WHAT IS REQUIRED:
Format the lines of the material below, from the line with "Task: pin the soap" to the line with "point(522, 115)", as a JSON list of strings with one string per line. Leave out any blank lines.

Location labeling records:
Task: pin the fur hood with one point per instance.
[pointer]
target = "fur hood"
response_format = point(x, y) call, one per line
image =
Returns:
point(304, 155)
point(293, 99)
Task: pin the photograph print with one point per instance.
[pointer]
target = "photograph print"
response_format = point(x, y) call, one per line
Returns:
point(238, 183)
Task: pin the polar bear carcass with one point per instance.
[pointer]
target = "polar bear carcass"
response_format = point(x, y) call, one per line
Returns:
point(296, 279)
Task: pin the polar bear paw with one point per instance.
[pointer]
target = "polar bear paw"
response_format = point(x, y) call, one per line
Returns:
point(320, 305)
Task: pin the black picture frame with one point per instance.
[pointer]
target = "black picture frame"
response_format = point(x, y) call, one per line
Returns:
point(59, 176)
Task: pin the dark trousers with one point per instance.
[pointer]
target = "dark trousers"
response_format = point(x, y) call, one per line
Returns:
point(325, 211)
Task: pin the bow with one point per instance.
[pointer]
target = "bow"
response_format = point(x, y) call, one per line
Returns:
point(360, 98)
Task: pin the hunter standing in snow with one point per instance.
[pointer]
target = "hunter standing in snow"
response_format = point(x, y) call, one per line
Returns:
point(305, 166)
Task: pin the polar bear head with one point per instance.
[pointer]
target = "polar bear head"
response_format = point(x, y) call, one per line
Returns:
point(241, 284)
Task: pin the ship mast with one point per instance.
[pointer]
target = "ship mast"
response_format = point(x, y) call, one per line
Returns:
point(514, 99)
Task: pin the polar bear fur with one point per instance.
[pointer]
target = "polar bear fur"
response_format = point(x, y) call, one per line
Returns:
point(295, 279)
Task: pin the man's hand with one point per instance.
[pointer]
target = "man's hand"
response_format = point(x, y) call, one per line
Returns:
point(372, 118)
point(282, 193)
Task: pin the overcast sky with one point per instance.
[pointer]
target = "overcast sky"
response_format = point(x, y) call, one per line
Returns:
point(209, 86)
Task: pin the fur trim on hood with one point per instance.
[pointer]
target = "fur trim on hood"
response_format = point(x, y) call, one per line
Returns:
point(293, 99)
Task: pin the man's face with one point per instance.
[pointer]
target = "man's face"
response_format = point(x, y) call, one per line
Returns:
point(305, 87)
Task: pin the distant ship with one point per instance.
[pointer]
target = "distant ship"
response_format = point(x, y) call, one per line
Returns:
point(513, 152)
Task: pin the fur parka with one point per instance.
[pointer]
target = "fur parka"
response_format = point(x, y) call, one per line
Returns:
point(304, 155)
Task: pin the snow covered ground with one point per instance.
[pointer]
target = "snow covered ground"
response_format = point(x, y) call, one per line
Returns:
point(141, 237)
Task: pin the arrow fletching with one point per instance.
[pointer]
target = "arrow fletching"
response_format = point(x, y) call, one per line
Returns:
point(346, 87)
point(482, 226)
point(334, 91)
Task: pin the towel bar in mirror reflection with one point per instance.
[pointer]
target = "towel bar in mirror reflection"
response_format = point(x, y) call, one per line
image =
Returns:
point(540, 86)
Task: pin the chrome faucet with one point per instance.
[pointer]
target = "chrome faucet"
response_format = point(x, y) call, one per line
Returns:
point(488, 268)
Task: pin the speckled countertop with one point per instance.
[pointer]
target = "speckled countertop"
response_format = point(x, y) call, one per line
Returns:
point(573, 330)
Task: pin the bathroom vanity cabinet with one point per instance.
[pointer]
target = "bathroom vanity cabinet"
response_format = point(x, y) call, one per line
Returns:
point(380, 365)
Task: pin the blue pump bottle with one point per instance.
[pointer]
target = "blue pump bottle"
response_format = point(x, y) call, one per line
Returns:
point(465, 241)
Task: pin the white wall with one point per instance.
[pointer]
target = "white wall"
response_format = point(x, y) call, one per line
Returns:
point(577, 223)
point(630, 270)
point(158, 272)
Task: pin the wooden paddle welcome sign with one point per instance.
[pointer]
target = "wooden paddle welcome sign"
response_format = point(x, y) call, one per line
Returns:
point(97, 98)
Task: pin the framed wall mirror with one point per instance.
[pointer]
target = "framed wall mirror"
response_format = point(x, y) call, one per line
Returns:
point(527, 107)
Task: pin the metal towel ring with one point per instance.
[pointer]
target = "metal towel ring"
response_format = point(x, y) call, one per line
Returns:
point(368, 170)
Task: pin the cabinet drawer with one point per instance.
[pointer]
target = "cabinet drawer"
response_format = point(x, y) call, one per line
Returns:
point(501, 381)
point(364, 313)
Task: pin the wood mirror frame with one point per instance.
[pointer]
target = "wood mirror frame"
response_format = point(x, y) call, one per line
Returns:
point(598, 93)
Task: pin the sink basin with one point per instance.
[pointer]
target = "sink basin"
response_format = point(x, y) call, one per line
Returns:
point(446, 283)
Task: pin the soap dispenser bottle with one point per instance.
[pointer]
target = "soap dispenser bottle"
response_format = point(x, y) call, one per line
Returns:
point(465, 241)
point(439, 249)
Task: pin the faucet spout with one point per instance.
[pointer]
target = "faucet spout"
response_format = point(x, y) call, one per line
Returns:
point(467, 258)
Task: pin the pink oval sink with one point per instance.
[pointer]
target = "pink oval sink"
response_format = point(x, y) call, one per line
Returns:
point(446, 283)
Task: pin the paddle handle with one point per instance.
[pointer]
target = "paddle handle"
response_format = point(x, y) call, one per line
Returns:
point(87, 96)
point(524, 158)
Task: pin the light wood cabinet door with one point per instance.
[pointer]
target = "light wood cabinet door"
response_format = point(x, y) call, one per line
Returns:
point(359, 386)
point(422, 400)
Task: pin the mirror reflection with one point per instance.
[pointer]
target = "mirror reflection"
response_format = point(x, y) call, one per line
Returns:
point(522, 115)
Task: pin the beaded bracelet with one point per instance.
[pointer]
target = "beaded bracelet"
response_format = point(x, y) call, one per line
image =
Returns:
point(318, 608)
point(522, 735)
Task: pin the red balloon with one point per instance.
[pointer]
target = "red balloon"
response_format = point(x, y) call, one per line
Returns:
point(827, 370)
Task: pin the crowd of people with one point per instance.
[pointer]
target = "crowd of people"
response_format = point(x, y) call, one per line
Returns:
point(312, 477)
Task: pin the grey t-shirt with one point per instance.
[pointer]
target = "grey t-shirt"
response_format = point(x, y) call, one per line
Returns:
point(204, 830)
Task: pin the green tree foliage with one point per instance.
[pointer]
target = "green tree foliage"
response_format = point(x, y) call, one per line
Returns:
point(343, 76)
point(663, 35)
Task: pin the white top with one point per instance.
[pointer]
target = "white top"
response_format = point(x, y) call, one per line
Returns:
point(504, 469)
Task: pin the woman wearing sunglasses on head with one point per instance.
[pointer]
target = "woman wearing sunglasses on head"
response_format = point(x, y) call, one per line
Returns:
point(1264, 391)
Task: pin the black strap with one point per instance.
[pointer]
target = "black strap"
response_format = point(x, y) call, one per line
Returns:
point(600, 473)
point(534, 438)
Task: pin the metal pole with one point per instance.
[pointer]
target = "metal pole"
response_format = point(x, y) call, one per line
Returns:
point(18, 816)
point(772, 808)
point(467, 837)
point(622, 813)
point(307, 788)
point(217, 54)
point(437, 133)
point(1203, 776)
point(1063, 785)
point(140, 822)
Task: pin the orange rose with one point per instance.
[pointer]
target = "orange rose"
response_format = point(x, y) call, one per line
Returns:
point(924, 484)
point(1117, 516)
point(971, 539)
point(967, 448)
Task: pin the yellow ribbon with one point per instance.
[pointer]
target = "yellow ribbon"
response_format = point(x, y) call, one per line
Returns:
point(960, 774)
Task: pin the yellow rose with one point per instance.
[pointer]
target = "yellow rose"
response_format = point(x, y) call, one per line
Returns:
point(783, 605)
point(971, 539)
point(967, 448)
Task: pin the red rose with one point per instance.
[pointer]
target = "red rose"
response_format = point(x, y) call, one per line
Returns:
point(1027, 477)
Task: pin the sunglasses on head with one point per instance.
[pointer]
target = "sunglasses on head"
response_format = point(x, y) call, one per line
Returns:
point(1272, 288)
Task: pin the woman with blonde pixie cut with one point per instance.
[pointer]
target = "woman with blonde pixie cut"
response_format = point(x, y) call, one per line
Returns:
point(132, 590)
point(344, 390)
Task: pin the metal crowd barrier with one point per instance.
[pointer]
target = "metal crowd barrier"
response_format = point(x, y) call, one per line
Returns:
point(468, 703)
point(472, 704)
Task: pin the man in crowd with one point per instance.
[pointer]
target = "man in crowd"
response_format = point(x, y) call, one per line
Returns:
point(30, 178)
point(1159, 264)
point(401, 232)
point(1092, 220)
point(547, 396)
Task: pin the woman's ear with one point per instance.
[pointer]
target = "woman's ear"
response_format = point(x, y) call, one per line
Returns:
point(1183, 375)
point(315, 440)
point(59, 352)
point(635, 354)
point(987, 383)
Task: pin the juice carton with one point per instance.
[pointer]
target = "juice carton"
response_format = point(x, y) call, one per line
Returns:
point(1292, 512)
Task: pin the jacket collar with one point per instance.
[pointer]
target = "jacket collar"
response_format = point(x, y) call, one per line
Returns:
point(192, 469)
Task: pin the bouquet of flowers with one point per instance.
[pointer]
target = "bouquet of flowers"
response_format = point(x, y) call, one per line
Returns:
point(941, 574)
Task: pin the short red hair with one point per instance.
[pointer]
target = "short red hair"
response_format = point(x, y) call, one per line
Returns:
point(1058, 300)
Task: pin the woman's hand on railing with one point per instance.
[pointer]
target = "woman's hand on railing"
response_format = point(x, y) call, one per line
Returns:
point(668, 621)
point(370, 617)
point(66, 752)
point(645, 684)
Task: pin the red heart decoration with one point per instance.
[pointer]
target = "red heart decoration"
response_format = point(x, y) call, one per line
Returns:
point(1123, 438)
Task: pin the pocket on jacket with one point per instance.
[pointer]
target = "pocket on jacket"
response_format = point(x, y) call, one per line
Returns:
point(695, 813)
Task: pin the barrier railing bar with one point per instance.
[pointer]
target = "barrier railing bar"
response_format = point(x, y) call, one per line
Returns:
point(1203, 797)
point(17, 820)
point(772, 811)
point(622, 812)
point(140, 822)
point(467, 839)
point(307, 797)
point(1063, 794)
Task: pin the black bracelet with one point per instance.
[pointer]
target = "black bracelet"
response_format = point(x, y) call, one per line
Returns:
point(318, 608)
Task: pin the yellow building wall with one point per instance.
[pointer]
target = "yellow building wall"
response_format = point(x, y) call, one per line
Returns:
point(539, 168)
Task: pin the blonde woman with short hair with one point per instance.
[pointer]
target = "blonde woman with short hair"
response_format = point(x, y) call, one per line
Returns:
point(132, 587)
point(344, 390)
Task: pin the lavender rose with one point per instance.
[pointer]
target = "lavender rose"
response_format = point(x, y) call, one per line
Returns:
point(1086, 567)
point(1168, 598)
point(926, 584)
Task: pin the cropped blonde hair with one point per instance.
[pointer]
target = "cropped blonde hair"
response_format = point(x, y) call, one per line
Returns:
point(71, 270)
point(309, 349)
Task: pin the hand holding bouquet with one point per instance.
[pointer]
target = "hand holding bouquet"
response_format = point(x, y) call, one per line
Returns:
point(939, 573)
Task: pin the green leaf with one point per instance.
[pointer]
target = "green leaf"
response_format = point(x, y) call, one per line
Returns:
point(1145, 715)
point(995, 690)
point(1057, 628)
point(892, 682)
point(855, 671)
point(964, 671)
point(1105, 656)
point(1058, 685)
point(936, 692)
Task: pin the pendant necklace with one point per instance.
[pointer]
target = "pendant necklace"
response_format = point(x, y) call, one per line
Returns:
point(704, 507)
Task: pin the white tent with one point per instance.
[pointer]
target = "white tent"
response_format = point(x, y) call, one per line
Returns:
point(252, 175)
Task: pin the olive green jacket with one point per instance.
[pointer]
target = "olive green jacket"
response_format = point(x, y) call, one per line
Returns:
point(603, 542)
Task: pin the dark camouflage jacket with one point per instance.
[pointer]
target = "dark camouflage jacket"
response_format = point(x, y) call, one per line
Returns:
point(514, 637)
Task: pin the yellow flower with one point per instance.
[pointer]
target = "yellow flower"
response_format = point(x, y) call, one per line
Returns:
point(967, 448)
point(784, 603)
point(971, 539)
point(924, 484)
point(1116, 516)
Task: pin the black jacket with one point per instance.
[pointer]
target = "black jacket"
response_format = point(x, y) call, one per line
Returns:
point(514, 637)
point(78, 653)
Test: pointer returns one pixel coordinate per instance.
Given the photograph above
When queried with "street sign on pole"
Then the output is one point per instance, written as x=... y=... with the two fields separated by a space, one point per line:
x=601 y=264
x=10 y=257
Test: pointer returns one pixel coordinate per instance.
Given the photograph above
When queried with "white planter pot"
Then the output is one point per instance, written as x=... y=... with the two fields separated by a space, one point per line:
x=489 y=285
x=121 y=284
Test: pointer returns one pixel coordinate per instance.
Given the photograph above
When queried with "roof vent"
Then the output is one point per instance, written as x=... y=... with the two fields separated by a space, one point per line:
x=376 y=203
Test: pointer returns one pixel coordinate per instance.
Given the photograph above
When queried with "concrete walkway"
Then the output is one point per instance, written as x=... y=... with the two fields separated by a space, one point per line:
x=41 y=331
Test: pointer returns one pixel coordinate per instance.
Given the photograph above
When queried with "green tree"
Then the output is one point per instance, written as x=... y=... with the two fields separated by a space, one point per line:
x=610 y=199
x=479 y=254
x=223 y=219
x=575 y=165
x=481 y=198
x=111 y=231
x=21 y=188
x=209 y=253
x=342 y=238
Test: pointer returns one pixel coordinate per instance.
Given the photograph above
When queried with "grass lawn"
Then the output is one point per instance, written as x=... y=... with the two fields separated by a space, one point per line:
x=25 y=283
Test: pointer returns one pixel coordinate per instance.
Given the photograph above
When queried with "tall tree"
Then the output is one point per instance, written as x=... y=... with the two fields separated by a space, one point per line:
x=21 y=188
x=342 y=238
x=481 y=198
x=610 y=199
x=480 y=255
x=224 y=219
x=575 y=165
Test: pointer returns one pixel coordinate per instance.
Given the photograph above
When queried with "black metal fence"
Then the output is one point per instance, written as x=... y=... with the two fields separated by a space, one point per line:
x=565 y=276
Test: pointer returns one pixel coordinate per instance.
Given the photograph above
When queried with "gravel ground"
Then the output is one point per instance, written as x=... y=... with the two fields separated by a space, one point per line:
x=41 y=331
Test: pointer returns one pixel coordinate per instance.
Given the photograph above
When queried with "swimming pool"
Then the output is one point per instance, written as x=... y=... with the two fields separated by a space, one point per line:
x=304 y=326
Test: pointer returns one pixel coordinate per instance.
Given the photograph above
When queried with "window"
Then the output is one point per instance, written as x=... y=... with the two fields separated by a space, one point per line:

EXERCISE RESPONSE:
[
  "Task: pin the soap dispenser bottle with one point per instance.",
  "[pointer]",
  "target = \"soap dispenser bottle\"",
  "response_format = point(x, y) call, one per line",
  "Returns:",
  "point(465, 241)",
  "point(439, 249)",
  "Task: pin the faucet spout with one point per instance.",
  "[pointer]",
  "target = \"faucet spout\"",
  "response_format = point(x, y) call, one per line",
  "Returns:",
  "point(467, 258)",
  "Task: pin the pink oval sink with one point per instance.",
  "[pointer]",
  "target = \"pink oval sink\"",
  "response_format = point(x, y) call, one per line",
  "Returns:",
  "point(446, 283)",
  "Task: pin the paddle handle with one point per instance.",
  "[pointer]",
  "target = \"paddle handle\"",
  "response_format = point(x, y) call, one per line",
  "Returns:",
  "point(87, 96)",
  "point(524, 158)",
  "Task: pin the light wood cabinet door with one point per instance.",
  "[pointer]",
  "target = \"light wood cabinet door\"",
  "response_format = point(x, y) call, one per line",
  "Returns:",
  "point(359, 386)",
  "point(422, 400)",
  "Task: pin the mirror reflection with one point per instance.",
  "[pointer]",
  "target = \"mirror reflection\"",
  "response_format = point(x, y) call, one per line",
  "Returns:",
  "point(522, 115)"
]